__Work to be completed__
Reproduce verbatim every line from the one that includes "the black bracelet" to the closing line of the entries; omit everything before it.

__Data rows__
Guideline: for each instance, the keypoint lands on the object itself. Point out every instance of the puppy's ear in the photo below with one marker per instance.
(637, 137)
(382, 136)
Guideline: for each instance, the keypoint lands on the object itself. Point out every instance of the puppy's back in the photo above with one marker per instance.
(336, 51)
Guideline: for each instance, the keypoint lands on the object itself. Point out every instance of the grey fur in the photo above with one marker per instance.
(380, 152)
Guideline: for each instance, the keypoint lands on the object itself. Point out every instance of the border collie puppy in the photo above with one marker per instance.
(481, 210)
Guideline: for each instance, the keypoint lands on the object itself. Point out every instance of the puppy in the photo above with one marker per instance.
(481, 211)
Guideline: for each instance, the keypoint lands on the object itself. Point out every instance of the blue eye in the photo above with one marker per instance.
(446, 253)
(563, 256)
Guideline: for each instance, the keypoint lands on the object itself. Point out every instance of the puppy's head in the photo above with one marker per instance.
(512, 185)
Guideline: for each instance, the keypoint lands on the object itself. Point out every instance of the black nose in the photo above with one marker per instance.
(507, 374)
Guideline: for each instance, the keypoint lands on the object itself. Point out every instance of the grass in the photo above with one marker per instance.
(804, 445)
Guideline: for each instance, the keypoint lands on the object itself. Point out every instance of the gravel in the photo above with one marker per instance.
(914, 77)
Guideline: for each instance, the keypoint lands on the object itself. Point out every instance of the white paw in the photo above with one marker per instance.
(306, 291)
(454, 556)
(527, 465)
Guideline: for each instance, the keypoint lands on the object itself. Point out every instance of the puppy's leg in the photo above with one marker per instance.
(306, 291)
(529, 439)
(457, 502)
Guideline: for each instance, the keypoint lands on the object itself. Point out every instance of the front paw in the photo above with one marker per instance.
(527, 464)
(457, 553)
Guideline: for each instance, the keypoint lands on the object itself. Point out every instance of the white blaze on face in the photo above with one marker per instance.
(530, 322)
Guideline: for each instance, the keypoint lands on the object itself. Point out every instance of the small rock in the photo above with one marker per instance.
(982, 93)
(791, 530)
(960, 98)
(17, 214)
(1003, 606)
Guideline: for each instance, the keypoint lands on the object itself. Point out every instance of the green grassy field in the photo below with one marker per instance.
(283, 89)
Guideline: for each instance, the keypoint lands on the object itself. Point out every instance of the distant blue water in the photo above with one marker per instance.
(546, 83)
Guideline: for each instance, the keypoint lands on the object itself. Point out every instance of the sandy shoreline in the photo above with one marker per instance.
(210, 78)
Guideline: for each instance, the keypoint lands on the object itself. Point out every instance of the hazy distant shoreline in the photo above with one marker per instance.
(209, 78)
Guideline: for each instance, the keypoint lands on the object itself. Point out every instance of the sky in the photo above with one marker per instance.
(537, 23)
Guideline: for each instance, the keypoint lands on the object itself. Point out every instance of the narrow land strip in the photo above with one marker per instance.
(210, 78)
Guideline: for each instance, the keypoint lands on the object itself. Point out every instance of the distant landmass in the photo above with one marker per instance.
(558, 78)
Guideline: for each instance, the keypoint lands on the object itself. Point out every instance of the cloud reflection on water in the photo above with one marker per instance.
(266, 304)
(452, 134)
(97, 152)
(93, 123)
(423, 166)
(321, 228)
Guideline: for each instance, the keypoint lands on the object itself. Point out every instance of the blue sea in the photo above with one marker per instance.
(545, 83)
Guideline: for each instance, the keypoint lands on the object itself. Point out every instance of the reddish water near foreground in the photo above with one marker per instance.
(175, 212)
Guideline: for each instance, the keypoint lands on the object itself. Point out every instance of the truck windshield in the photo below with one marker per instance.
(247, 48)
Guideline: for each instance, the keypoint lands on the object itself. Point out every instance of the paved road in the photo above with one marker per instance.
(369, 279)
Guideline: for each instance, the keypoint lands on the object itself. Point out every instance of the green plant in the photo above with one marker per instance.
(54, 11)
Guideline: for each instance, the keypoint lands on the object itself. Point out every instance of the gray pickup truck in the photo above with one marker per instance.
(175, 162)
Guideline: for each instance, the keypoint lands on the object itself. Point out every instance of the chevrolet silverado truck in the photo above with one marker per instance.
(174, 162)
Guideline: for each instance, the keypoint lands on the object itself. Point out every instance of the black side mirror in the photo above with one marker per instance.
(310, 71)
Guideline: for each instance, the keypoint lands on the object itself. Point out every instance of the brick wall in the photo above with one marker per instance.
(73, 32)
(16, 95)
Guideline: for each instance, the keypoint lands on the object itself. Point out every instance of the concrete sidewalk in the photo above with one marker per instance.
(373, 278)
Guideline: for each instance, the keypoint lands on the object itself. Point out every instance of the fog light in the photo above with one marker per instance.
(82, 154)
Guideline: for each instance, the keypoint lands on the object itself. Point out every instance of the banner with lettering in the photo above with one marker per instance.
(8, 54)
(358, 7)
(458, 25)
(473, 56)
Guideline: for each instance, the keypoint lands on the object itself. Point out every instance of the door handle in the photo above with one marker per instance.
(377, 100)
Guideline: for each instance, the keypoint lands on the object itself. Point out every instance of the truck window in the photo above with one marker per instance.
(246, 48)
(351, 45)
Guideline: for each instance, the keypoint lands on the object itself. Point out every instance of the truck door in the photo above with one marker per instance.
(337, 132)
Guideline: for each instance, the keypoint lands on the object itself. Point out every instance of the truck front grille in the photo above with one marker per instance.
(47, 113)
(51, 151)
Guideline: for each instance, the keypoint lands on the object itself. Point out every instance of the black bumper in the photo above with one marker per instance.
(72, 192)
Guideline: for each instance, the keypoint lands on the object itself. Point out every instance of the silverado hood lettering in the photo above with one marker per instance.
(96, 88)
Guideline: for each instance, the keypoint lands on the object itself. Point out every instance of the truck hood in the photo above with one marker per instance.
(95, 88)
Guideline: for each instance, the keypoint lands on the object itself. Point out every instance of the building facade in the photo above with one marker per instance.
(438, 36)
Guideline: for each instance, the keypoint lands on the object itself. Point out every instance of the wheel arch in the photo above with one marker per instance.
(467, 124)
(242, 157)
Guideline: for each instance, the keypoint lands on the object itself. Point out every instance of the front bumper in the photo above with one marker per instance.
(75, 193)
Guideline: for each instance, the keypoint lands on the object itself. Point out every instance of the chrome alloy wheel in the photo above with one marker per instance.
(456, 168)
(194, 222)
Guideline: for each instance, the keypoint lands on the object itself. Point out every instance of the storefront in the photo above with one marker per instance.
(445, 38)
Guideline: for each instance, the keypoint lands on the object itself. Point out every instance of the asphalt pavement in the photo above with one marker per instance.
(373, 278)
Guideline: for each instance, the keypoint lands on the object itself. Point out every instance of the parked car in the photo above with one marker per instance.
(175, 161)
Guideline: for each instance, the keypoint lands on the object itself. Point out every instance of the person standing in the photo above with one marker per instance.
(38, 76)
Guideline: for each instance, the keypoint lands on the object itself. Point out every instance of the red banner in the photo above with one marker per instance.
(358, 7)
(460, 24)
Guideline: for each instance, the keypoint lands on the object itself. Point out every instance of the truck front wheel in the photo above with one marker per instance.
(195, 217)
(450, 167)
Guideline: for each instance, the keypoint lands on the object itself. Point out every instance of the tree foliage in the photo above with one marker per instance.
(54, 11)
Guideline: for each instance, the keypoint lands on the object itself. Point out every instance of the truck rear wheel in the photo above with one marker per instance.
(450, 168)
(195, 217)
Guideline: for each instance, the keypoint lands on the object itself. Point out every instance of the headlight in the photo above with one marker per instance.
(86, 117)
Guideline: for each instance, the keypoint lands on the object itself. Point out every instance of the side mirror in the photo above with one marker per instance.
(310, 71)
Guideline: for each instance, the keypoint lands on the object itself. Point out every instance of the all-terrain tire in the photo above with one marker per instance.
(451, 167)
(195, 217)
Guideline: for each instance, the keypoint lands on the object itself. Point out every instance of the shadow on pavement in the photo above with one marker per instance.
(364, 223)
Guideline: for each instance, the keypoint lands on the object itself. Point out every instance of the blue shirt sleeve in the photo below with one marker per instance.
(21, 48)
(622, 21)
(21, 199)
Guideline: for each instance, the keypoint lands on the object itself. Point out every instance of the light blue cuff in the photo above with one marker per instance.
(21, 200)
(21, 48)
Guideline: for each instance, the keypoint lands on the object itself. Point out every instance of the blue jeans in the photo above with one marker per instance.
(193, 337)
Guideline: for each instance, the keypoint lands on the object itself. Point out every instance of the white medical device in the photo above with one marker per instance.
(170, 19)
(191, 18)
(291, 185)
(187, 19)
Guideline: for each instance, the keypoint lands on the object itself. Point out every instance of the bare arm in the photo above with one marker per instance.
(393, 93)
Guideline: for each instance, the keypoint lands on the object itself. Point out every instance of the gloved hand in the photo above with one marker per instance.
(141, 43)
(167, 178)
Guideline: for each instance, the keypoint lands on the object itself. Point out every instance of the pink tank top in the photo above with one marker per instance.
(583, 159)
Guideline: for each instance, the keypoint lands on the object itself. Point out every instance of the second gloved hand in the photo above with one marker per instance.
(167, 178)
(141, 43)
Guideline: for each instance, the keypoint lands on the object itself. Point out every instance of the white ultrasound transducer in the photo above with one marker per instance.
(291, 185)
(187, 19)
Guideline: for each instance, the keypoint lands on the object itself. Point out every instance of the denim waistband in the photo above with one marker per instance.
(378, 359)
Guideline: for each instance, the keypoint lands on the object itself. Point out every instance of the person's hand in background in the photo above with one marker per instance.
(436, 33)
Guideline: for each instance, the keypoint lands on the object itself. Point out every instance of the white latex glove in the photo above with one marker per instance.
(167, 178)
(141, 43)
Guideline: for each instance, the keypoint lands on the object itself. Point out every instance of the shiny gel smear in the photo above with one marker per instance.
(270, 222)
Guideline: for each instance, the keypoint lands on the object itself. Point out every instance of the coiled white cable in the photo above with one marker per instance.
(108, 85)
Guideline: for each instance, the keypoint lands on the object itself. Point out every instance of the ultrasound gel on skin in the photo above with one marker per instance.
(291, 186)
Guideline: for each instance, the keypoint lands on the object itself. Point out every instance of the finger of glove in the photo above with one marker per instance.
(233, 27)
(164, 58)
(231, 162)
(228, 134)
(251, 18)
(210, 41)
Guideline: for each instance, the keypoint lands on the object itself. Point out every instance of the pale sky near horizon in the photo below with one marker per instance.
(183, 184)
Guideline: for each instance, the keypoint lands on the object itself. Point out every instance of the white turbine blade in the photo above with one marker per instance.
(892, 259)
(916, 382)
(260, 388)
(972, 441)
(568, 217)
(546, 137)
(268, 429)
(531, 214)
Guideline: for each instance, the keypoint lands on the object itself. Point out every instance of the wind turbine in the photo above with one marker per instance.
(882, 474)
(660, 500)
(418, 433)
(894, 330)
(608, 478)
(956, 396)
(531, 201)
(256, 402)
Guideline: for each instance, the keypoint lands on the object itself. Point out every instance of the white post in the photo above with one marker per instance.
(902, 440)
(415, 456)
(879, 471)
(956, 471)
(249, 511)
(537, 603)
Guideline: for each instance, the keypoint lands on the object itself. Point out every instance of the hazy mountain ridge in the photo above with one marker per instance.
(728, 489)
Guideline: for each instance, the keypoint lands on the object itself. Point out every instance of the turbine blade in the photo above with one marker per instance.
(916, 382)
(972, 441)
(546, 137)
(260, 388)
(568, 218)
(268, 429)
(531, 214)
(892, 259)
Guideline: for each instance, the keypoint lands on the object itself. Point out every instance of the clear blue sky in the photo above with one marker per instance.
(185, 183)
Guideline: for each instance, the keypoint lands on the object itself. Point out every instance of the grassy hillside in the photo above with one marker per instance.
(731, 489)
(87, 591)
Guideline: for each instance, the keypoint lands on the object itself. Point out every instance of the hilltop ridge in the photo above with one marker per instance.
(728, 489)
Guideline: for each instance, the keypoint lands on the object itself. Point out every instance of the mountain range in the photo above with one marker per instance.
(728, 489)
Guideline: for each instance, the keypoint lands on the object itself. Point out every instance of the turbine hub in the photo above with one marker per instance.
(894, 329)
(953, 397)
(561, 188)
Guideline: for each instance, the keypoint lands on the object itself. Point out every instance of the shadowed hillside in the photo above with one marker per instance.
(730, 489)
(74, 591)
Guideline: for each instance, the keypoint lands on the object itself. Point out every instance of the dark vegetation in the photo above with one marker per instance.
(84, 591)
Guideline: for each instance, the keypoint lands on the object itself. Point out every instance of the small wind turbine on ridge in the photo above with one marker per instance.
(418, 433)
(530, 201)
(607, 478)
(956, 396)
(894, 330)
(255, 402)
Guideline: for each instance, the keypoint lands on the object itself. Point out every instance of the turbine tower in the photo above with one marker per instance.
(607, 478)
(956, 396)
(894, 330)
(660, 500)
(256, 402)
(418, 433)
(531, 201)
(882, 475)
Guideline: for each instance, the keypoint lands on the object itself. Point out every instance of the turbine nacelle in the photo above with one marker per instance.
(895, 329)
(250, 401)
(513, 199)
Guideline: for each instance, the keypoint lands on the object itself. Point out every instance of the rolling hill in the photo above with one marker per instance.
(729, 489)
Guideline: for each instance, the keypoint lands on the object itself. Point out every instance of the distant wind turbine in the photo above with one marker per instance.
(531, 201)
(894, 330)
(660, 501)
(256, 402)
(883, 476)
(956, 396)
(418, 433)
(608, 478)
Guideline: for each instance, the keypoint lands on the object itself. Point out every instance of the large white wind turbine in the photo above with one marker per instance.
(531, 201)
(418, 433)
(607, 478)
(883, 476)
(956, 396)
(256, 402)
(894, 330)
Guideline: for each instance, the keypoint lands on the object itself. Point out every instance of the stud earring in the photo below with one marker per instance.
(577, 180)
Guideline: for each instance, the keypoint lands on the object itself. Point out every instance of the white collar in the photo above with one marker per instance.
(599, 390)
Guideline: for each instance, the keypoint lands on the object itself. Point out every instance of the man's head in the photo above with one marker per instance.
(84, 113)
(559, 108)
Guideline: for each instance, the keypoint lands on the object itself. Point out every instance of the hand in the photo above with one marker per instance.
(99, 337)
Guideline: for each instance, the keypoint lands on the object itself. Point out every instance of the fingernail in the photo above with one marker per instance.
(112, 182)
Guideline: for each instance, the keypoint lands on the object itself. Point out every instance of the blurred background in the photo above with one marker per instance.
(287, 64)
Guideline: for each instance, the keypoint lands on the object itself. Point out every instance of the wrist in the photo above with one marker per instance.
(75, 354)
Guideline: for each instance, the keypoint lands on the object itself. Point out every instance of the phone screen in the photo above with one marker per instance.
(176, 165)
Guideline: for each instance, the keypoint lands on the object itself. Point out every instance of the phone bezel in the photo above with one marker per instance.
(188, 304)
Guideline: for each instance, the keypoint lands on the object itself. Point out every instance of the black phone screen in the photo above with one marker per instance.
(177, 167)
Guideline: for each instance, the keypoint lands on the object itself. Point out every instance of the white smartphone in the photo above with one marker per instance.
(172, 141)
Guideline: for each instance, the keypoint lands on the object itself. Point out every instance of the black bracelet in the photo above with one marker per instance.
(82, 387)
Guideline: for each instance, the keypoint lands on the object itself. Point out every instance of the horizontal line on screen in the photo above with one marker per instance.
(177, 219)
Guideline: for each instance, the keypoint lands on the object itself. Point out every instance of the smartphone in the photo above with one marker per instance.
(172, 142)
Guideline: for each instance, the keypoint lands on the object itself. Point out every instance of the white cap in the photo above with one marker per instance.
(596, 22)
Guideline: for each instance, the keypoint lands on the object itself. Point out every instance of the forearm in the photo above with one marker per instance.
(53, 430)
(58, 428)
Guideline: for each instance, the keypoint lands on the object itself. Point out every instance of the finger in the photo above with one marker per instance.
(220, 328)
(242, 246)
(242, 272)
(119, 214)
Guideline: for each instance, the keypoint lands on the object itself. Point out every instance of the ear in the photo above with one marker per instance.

__Reply to the exercise__
Guideline: for each instance, the keypoint lands on the object itself. Point out every instance of the black bracelet in the photo above with one marker per instance.
(82, 387)
Guideline: for each instance, the keypoint lands on the object itself. Point out every instance of the horizontal line on screen in the photo above with one marker per instance.
(177, 219)
Guideline: for each instance, the keypoint lands on the object itself. Point out every instance of the smartphone in the photo above with one marker per instance.
(172, 142)
Guideline: for each instance, the keypoint lands on the object itself. Point out every instance of the white cap in the photo above with one marker per instance.
(596, 22)
Guideline: for each instance, the keypoint lands on the object itself. Point out every instance of the forearm in the photo above with one marker per instance.
(53, 430)
(58, 428)
Guideline: for each instance, the keypoint lands on the object itself. Point out every instance of the finger in the photo above with one marker per instance.
(220, 328)
(242, 246)
(242, 272)
(119, 214)
Guideline: for each instance, the keypoint lands on the object itself. Point out every instance of the ear in the photo above with one marker per instance.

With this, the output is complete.